> **EXERCISE**
Copy every line of the records below that contains the string "hair". Matching is case-sensitive, so a line qualifies only if it has that string in the same capitalization.

> **INFORMATION SHOWN**
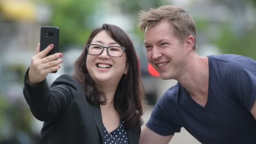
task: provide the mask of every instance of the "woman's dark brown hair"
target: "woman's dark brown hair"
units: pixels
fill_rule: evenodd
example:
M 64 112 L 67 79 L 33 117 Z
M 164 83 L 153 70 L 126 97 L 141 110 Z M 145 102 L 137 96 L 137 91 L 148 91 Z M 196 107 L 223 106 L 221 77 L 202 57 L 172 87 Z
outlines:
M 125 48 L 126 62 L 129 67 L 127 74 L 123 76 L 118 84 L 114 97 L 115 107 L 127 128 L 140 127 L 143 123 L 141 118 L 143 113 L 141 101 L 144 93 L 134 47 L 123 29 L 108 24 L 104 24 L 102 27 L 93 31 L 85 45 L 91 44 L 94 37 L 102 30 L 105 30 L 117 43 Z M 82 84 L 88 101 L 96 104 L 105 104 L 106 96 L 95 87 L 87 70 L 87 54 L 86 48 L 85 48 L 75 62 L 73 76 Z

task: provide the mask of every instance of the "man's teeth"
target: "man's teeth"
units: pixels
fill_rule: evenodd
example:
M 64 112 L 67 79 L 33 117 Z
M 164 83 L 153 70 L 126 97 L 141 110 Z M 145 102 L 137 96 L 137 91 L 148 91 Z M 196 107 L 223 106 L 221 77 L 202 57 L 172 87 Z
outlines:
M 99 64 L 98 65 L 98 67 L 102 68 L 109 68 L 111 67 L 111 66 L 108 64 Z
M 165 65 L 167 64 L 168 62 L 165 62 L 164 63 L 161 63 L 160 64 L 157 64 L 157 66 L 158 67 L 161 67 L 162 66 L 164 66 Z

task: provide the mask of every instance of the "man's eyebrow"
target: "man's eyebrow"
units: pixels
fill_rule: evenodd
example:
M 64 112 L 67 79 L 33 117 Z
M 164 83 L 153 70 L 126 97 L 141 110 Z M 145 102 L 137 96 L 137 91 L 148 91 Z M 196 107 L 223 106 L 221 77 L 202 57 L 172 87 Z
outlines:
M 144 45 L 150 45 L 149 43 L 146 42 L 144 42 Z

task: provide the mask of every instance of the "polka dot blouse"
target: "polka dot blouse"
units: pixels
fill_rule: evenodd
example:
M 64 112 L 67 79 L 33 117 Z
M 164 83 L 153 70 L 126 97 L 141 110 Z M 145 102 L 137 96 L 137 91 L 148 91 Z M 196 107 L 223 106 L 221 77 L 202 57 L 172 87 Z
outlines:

* * *

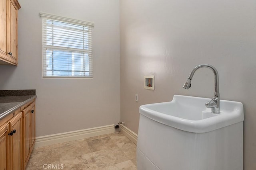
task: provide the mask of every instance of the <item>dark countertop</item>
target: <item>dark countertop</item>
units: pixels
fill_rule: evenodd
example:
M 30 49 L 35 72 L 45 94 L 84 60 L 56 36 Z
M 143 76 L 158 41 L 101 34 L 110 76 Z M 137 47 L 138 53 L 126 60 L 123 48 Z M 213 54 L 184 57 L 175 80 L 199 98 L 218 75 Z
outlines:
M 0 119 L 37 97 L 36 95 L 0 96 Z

==

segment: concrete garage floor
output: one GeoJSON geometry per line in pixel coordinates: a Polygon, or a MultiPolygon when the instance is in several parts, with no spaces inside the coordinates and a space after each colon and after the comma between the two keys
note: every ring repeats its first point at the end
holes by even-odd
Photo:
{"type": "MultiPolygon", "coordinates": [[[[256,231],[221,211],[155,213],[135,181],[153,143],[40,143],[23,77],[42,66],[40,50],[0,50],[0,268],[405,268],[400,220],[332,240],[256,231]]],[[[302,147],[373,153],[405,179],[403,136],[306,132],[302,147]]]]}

> **FINAL RESULT**
task: provide the mask of every instance of the "woman's dark brown hair"
target: "woman's dark brown hair"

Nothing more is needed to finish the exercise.